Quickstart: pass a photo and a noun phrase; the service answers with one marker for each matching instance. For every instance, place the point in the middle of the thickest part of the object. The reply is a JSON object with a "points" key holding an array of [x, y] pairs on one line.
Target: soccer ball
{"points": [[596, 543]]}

#####

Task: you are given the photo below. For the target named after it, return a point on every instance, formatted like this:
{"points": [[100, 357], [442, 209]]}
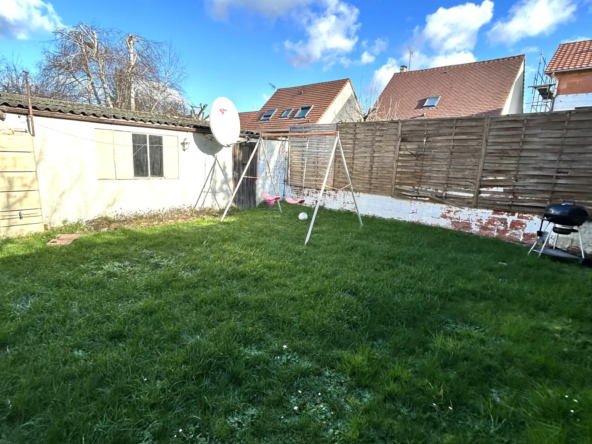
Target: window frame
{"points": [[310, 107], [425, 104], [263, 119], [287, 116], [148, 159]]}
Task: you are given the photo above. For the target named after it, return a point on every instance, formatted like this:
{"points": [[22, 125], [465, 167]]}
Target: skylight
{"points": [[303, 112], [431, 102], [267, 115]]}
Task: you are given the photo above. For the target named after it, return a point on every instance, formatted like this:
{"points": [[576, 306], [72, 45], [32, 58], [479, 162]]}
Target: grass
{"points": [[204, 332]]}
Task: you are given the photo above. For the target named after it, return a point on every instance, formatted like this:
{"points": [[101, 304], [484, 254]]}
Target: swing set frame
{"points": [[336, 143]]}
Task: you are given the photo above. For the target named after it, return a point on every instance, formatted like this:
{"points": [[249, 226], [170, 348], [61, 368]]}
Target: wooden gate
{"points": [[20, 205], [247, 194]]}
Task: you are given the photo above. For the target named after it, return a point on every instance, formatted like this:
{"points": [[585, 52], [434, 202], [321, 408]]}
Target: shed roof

#####

* **PROBLEM REQUIREMENTS**
Swap "photo" for "image" in the lines from the line with "Task: you are given the photo below." to the line with "Target: shed roof", keeping everything else the same. Give only those lines, and leave out the pictures.

* **FULL SOLUTION**
Task: you are given the image below. For the target named after it, return a point on every instance, formatted like this:
{"points": [[100, 357], [442, 209]]}
Target: window frame
{"points": [[310, 107], [425, 104], [263, 119], [287, 116], [148, 159]]}
Task: you are given the image above. For the target named after it, return a point on every instance, formatted like this:
{"points": [[22, 125], [465, 167]]}
Target: skylight
{"points": [[303, 112], [431, 102], [267, 115]]}
Task: you are given the image above. For the target named after it, return a point on every instance, formatted like this:
{"points": [[576, 306], [72, 45], [32, 58], [479, 162]]}
Target: grass
{"points": [[204, 332]]}
Task: you are given the image above. For the target named after it, return a point on every instance, formatted like this:
{"points": [[101, 304], [484, 254]]}
Target: swing set frame
{"points": [[336, 143]]}
Task: you are given the image above. For the target named after it, return a point on every instance, formatted like this:
{"points": [[249, 226], [170, 348], [61, 368]]}
Target: wooden gate
{"points": [[20, 205], [247, 194]]}
Task: you are given the image above. For the target named after it, return a point on every instance, formatted like this:
{"points": [[585, 52], [434, 202], [321, 408]]}
Target: shed roof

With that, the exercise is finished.